REQUIRED WORK: Take each line below that has "rocky" and copy it.

Segment Start: DATA UNDER STUDY

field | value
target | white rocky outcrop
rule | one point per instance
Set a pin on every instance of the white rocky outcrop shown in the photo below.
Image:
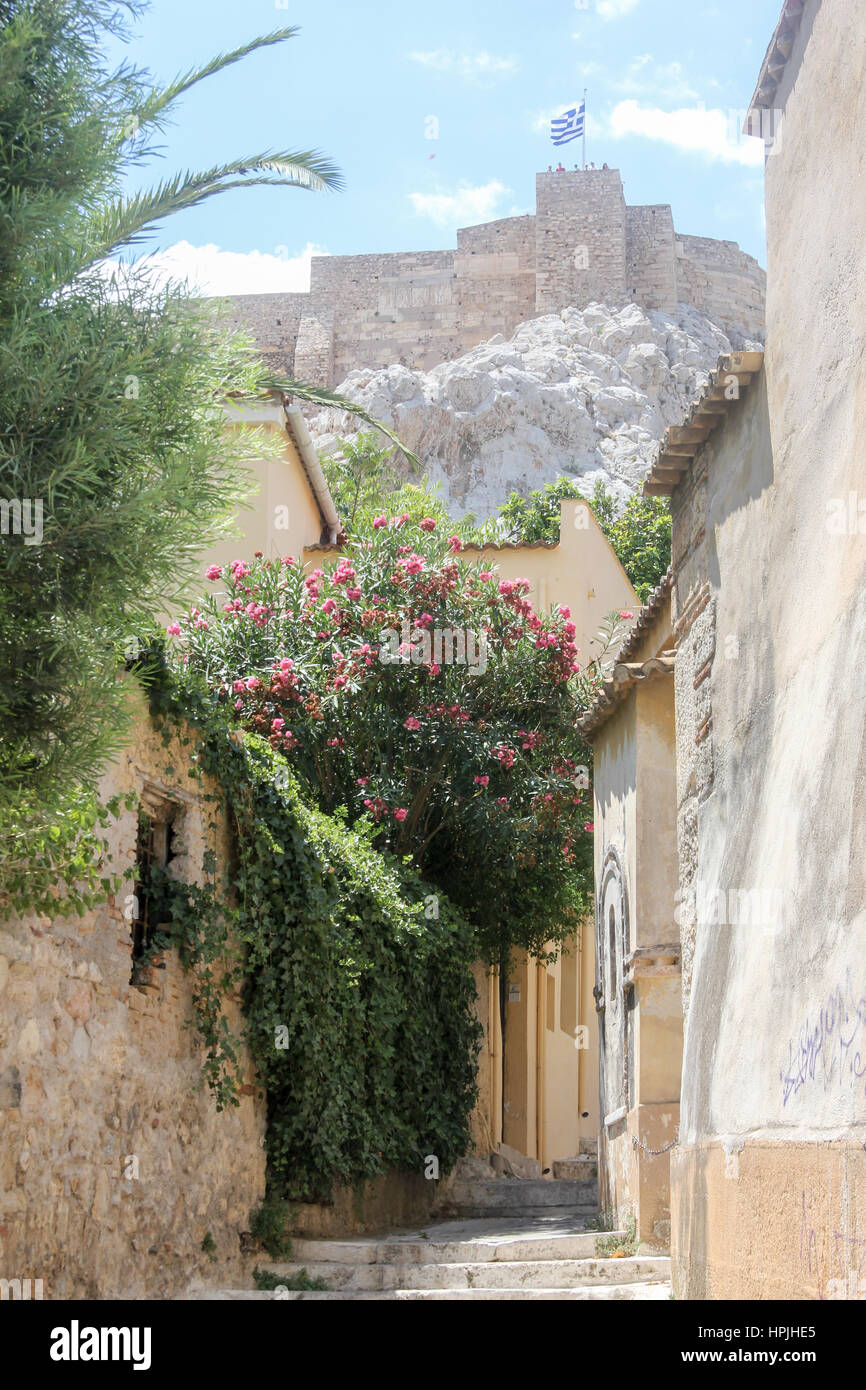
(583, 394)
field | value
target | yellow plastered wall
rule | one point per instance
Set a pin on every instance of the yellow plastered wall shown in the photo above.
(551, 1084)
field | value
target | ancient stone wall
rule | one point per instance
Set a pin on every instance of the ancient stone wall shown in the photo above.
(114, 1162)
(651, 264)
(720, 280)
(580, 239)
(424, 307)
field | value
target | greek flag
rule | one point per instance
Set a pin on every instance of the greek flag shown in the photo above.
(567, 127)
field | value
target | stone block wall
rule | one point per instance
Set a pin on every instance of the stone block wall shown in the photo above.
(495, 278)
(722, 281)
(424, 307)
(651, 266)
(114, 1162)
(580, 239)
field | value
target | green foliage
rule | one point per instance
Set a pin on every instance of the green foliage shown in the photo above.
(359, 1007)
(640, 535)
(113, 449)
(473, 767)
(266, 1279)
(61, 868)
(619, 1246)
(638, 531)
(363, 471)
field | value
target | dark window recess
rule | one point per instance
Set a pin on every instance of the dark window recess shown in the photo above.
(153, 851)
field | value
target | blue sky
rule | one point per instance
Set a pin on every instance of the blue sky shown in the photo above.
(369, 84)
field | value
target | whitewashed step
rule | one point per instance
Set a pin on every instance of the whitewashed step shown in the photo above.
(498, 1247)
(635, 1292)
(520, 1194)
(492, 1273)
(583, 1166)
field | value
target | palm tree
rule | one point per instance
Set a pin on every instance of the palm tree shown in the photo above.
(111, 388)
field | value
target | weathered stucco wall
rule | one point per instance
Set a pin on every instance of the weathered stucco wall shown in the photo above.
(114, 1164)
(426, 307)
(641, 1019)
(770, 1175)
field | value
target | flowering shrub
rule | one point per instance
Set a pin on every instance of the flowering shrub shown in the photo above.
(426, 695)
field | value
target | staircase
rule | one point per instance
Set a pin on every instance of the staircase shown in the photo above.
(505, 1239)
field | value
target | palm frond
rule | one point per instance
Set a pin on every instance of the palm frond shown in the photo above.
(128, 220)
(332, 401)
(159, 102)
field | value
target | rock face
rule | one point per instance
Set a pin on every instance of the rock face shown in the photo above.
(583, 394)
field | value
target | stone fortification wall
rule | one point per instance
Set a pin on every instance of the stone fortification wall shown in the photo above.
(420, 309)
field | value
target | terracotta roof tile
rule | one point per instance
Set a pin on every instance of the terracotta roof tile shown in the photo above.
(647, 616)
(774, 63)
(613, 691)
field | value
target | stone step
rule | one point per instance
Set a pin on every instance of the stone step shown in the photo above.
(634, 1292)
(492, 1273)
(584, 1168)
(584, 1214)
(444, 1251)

Segment End: DATA UNDER STUDY
Segment Start: DATA UNDER STUDY

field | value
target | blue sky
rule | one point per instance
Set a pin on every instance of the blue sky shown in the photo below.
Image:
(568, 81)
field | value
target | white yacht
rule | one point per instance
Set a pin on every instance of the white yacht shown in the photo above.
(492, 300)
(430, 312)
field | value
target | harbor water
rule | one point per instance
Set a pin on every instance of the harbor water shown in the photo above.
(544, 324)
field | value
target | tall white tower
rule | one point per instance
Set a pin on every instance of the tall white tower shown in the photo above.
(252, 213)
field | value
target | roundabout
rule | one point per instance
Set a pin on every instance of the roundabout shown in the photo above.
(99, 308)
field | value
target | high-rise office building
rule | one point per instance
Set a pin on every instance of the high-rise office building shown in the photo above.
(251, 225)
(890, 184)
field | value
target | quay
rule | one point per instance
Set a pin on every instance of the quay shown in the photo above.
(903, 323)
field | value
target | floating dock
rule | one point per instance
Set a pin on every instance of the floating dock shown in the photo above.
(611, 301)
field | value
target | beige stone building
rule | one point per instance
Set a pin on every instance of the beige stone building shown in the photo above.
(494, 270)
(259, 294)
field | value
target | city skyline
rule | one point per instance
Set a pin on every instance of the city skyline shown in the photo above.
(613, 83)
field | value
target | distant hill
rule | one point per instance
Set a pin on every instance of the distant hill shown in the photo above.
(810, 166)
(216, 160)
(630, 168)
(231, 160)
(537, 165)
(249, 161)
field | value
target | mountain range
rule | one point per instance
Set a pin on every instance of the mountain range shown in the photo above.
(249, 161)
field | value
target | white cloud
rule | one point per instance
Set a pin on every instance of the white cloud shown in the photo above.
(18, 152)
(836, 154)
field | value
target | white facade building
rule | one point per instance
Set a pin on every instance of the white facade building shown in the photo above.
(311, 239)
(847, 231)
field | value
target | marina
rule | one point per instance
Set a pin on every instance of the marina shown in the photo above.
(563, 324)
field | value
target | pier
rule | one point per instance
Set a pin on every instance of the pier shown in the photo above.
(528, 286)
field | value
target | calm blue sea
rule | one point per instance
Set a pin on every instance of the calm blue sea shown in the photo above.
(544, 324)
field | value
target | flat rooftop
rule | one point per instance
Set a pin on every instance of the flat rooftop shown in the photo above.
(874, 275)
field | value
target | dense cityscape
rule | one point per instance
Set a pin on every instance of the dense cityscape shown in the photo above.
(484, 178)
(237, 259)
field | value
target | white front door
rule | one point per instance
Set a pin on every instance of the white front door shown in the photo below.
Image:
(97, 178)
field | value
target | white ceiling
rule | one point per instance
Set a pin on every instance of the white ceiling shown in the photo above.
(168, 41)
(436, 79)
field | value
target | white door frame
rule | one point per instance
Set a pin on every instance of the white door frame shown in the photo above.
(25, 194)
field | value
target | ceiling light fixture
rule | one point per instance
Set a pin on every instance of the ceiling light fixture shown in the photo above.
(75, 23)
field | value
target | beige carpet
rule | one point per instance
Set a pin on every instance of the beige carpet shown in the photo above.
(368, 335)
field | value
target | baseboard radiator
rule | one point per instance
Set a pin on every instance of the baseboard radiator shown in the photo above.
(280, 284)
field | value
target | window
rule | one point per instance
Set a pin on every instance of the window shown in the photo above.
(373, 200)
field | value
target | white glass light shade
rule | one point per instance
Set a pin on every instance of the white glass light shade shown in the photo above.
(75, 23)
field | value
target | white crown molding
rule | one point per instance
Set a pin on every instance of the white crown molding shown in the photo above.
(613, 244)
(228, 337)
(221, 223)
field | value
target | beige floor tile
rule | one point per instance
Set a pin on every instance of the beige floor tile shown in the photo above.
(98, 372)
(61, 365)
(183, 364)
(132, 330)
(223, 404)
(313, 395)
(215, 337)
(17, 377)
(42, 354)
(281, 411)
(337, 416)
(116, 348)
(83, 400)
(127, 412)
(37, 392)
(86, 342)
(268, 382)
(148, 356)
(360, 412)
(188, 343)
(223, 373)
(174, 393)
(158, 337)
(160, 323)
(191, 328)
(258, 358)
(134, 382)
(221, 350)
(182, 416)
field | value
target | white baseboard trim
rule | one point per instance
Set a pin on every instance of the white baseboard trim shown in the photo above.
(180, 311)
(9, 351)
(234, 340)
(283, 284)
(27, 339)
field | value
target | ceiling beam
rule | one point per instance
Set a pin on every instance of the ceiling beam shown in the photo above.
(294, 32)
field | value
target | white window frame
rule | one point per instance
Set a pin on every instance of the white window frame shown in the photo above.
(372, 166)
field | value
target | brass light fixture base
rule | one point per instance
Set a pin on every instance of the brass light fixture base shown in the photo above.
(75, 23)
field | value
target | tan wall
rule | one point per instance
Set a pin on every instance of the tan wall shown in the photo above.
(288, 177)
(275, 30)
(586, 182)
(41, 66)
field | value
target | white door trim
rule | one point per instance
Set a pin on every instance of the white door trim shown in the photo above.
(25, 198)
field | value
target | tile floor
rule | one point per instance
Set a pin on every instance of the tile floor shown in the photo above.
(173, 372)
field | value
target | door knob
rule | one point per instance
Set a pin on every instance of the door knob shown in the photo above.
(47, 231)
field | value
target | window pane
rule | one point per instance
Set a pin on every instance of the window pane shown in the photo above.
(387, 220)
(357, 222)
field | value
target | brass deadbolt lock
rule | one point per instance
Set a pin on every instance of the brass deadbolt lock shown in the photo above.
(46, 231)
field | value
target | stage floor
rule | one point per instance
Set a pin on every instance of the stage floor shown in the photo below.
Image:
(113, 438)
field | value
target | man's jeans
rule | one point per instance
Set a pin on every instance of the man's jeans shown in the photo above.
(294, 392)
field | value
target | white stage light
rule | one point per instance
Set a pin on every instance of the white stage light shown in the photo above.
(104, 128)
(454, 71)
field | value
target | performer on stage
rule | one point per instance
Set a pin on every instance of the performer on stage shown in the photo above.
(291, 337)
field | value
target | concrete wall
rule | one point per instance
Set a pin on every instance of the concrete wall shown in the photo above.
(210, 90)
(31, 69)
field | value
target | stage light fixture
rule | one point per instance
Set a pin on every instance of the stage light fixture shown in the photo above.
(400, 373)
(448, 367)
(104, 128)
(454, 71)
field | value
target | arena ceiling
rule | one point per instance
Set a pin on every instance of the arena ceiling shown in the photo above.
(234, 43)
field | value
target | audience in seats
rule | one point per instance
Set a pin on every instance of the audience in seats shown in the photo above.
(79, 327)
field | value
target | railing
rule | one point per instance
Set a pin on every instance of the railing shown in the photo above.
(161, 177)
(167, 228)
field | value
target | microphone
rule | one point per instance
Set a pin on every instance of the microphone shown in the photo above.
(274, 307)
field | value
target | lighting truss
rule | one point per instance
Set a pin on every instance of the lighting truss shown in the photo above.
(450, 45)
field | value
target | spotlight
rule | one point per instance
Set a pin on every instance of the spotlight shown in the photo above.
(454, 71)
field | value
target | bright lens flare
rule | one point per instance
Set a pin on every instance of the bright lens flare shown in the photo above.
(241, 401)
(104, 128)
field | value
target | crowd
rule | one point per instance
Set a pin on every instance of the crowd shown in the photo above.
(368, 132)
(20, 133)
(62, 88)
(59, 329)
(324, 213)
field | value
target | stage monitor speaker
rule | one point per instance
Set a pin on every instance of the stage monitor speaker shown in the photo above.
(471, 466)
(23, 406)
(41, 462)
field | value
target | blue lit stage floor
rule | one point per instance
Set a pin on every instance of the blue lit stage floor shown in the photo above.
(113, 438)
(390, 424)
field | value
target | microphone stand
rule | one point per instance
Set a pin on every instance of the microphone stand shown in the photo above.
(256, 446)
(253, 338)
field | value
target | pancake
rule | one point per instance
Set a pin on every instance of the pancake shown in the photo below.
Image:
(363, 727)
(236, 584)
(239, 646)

Segment End: DATA UNDER STUDY
Segment Start: DATA UNDER STUDY

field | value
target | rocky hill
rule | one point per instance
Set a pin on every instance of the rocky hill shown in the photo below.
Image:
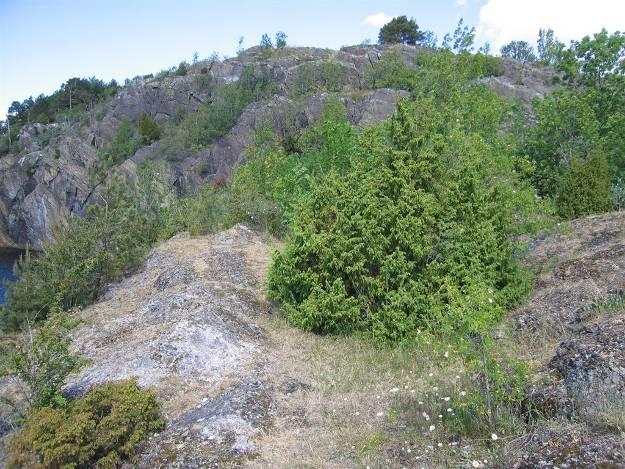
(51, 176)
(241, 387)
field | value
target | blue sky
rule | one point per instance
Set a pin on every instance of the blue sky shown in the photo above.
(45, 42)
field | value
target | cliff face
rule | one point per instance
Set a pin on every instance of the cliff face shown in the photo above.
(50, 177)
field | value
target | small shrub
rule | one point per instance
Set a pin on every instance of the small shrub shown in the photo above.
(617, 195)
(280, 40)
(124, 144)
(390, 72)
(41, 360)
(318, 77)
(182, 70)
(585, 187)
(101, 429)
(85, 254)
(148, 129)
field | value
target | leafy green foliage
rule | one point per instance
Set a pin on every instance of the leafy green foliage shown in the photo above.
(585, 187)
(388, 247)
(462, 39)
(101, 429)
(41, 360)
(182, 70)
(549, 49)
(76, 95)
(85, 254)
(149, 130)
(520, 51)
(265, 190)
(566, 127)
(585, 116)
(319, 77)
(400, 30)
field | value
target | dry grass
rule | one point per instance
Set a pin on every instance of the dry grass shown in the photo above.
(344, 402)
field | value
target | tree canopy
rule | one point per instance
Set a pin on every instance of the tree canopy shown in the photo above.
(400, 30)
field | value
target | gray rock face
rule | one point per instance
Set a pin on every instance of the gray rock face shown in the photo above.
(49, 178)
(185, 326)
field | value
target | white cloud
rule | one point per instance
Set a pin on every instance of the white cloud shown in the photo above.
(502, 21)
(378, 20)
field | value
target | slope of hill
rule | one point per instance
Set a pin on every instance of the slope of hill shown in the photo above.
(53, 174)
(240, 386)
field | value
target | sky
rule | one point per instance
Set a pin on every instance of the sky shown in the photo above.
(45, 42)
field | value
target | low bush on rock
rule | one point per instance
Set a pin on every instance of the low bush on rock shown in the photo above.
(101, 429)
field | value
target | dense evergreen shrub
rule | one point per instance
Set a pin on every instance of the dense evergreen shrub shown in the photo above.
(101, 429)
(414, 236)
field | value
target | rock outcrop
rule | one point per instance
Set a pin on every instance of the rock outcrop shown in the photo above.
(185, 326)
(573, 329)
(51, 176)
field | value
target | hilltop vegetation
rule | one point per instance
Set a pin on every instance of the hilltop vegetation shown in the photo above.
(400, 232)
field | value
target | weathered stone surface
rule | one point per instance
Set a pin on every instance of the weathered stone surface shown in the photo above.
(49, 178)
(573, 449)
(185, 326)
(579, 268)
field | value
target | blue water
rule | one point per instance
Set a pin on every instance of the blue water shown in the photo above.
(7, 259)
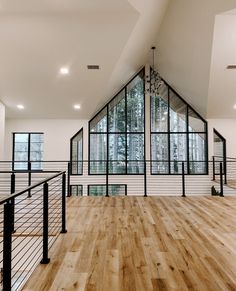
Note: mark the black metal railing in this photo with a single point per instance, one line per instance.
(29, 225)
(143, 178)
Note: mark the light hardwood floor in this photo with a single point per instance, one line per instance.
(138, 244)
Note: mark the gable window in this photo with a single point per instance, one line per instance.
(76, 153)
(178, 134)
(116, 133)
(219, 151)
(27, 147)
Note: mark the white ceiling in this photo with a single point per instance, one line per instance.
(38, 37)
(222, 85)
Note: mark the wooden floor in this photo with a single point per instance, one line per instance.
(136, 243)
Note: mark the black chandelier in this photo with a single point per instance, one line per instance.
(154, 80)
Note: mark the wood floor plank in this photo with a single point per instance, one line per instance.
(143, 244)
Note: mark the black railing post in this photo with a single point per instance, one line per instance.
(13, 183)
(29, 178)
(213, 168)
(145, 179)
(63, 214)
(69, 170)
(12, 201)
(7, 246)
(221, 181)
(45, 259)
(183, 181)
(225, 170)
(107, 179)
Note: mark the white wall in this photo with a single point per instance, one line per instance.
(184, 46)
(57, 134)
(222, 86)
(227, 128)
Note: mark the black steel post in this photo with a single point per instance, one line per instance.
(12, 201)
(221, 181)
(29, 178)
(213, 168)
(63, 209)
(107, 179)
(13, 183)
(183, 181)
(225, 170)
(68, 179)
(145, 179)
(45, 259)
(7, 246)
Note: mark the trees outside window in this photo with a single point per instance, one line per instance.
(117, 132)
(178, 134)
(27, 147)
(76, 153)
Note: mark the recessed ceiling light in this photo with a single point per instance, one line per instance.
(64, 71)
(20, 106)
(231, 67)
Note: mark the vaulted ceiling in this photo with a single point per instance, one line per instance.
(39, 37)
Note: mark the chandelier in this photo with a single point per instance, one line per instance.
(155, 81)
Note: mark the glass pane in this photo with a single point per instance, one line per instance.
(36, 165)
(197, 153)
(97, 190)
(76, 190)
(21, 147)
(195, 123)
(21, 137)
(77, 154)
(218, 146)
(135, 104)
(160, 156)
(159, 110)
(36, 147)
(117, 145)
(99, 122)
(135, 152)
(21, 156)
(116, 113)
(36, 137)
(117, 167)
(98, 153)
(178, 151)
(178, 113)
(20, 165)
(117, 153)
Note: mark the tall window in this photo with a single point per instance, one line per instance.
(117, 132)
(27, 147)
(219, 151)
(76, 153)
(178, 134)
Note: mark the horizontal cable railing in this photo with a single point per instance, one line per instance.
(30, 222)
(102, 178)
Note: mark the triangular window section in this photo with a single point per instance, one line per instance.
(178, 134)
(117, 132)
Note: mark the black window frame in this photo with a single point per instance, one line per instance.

Segment End: DATA UNDER STUDY

RESULT:
target | white rocky outcrop
Set a pin on every instance of the white rocky outcrop shown in the photo below.
target | rocky hill
Set a pin on every instance of the rocky hill shown in the photo below.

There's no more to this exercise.